Extracted data entries
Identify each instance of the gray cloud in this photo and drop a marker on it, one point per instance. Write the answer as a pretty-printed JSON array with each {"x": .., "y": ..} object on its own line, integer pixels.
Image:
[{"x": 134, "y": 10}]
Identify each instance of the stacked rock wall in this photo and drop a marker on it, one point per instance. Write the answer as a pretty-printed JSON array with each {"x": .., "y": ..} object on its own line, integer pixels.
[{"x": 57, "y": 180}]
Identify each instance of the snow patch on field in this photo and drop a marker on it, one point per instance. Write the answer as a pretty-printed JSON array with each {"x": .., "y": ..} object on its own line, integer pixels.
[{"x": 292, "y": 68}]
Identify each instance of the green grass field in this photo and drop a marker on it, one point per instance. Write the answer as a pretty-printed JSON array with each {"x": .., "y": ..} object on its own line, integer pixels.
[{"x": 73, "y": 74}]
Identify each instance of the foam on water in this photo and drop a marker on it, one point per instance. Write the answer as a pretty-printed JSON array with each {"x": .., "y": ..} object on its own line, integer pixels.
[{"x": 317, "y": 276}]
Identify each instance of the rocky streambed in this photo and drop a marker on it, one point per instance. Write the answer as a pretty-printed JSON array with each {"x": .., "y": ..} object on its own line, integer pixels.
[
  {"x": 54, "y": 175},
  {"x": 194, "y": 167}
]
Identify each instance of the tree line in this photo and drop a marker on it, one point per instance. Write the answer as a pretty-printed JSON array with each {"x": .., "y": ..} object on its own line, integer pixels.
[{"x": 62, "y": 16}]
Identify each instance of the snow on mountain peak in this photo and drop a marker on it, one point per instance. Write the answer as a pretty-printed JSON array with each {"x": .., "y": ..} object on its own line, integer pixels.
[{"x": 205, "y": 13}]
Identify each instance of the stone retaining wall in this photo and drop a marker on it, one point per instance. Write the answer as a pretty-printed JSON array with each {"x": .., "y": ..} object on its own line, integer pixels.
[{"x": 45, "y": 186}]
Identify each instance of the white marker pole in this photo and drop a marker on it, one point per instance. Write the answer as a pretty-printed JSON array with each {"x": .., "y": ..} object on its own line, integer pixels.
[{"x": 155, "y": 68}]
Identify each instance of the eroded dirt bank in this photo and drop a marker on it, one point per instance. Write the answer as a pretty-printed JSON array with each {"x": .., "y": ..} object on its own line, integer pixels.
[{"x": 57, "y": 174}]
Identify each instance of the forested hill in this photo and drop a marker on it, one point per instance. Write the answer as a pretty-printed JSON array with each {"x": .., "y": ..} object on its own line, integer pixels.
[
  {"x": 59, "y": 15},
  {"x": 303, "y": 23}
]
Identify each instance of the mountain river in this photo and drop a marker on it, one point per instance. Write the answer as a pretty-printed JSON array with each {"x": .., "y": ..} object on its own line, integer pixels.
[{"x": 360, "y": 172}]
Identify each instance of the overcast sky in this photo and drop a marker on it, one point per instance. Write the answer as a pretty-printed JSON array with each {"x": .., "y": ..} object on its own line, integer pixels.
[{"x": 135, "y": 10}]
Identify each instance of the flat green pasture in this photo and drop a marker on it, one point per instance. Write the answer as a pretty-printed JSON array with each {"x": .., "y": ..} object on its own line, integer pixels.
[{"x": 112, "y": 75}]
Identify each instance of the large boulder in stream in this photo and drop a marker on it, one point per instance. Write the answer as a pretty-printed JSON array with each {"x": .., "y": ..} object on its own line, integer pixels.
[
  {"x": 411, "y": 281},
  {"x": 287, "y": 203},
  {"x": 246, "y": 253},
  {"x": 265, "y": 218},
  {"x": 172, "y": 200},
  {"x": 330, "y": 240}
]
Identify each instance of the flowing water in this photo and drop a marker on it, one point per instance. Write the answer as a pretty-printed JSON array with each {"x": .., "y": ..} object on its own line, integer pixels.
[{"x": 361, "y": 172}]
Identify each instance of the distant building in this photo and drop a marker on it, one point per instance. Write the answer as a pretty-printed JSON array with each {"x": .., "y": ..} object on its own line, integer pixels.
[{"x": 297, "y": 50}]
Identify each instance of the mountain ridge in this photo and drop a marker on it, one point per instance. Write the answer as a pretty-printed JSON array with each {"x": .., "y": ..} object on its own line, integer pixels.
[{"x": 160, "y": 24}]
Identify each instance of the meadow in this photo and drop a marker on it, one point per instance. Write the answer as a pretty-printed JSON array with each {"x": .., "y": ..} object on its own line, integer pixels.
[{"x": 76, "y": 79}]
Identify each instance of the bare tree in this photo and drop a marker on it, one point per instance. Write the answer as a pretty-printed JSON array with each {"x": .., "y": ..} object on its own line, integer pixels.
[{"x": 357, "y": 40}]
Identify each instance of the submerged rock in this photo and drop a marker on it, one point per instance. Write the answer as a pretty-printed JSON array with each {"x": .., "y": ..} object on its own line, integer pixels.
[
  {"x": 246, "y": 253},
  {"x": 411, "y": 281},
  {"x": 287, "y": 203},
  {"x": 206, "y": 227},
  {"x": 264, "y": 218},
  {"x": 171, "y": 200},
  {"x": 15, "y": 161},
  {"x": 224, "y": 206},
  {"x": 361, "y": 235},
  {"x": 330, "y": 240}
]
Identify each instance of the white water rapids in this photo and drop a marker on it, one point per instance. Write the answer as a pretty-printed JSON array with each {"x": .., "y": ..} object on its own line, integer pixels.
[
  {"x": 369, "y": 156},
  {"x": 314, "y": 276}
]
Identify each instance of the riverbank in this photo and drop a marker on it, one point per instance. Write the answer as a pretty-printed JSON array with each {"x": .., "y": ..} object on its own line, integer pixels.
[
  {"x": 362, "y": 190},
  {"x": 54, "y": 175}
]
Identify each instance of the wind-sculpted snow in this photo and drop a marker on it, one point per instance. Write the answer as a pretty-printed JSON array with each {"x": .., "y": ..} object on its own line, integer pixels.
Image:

▸ **DO THIS**
Substitute "place a point on it" for every occurrence of "drop a marker on it" throughout the records above, and leave all other text unchanged.

▸ **RESPONSE**
Identify each instance of the gray cloud in this photo and place a point on it, one point per instance. Write the answer as a pretty-printed JSON array with each {"x": .., "y": ..} object on its own line, integer pixels.
Image:
[{"x": 134, "y": 10}]
Identify each instance of the stacked rock wall in this photo and place a point on it, one point per instance. Write the answer as a pretty-printed JSON array with each {"x": .., "y": ..} object on its own line, integer pixels.
[{"x": 57, "y": 180}]
Identify each instance of the snow patch on field in this photo and place a point on it, one point per instance. Write the answer as a pretty-printed JSON array with each {"x": .., "y": ..} object on its own line, integer pixels.
[{"x": 292, "y": 68}]
Identify each instance of the green grass field in this photo and place a point on it, one point per instance. Write the answer as a pretty-printed JSON array with each {"x": .., "y": ..} object on its own line, integer pixels.
[{"x": 73, "y": 74}]
Identify each instance of the foam on water in this photo and place a point on it, one point per instance. Write the answer as a pretty-printed JSON array with each {"x": .., "y": ..} object on its own line, integer pixels.
[{"x": 317, "y": 276}]
Identify each instance of the rocky streambed in this photo and place a point on it, one point per instance. Write the answer as a pretty-printed JSON array with each {"x": .., "y": ..} object on its own line, integer pixels.
[
  {"x": 54, "y": 175},
  {"x": 194, "y": 167}
]
Identify each instance of the tree line in this photo and place a point on it, one point per instance. Write the answer as a pretty-printed JSON array with each {"x": .., "y": ..} object on its own line, integer pixels.
[{"x": 62, "y": 16}]
Identify each instance of the snow on mountain peak in this photo and place a point on it, one point per instance. Write the answer as a pretty-printed JSON array with each {"x": .., "y": ..} object on its own line, integer pixels.
[{"x": 205, "y": 13}]
Identify each instance of the stone retaining wall in this photo and place a point on it, one point per instance. Write the answer as a pretty-printed JSON array with each {"x": .., "y": ..} object on its own line, integer pixels.
[{"x": 45, "y": 186}]
Identify each instance of the white marker pole in this photo and place a point on it, one point per instance. Write the answer as a pretty-printed JSON array with each {"x": .., "y": ..} object on its own line, integer pixels.
[{"x": 155, "y": 68}]
Identify each instance of the eroded dirt bank in this photo and place a point on it, one point per instance. Write the answer as a pretty-printed JSON array with each {"x": .., "y": ..} object on its own line, integer pixels.
[{"x": 57, "y": 174}]
Identify each instance of the forested hill in this photo and place a point on it, one point per instance. Write the answer as a pretty-printed JSON array with each {"x": .., "y": ..} object on its own line, integer pixels.
[
  {"x": 59, "y": 15},
  {"x": 303, "y": 23}
]
Identify each instance of the mountain river in this photo and place a point on it, one point per instance. Write the answer as a pretty-printed JSON array with each {"x": .., "y": ..} object on its own line, integer pixels.
[{"x": 360, "y": 172}]
Identify each instance of the overcast sky in this photo and place a point on it, one point per instance. Write the answer as a pretty-printed JSON array with each {"x": .., "y": ..} object on its own line, integer pixels.
[{"x": 135, "y": 10}]
Identify each instance of the flat green pasture in this photo and place a point on it, one point per instance. Write the answer as a pretty-printed JSON array with each {"x": .., "y": ..} object on its own line, integer pixels.
[{"x": 112, "y": 75}]
Identify each instance of the large boulder in stream in this photo and place a point on it, one point per instance. Write the answer as a pretty-printed JSON array with each {"x": .., "y": ..} object on its own line, integer pixels.
[
  {"x": 411, "y": 281},
  {"x": 287, "y": 203},
  {"x": 246, "y": 253},
  {"x": 265, "y": 218},
  {"x": 172, "y": 200},
  {"x": 330, "y": 240}
]
Identify each instance of the flowing water in this photo and place a point on it, one point per instance. Write the answer as a pretty-printed JSON array with each {"x": .., "y": ..} object on its own line, integer pixels.
[{"x": 361, "y": 172}]
Identify each instance of the distant building in this photo and place a point on it, one point per instance. Write the answer as a pretty-printed JSON array with each {"x": .., "y": ..} object on its own line, integer pixels.
[{"x": 297, "y": 50}]
Identify each instance of the mountain ridge in this photo and place a point on it, one point per instance. Write the answer as a pretty-printed JSON array with each {"x": .., "y": ..} object on its own line, integer pixels.
[{"x": 160, "y": 24}]
Identify each instance of the meadow in this photo and place a point on it, one point per instance. Write the answer as a pretty-printed JSON array with each {"x": .., "y": ..} object on its own line, integer pixels.
[{"x": 76, "y": 79}]
Identify each instance of the bare tree in this photo and place a point on it, one point per instance. Write the answer as a pretty-printed JSON array with each {"x": .., "y": ..} object on its own line, integer pixels.
[{"x": 357, "y": 40}]
Identify each instance of the submerged rock in this photo and place a point on it, one point per instance. Write the answer as a pretty-printed JSON array with each {"x": .., "y": ..} object on its own line, integer pixels.
[
  {"x": 246, "y": 253},
  {"x": 411, "y": 281},
  {"x": 287, "y": 203},
  {"x": 206, "y": 227},
  {"x": 264, "y": 218},
  {"x": 171, "y": 200},
  {"x": 15, "y": 161},
  {"x": 224, "y": 206},
  {"x": 361, "y": 235},
  {"x": 330, "y": 240}
]
Identify each instance of the white water rapids in this photo and place a point on it, one point per instance. Write the answer as a pretty-printed JSON array with each {"x": .., "y": ..} object on its own line, integer pixels.
[
  {"x": 369, "y": 156},
  {"x": 314, "y": 276}
]
Identify each instance of the riverbank in this photo and place a point on it, one point per instance. Write the answer as a pretty-printed JSON array with each {"x": .., "y": ..} object on its own line, integer pixels.
[
  {"x": 362, "y": 190},
  {"x": 54, "y": 175}
]
Identify each instance of the wind-sculpted snow in this photo and place a point on it, one point per instance. Write the answer as a pretty-printed JSON array with each {"x": .., "y": ..} object on its own line, integer pixels.
Image:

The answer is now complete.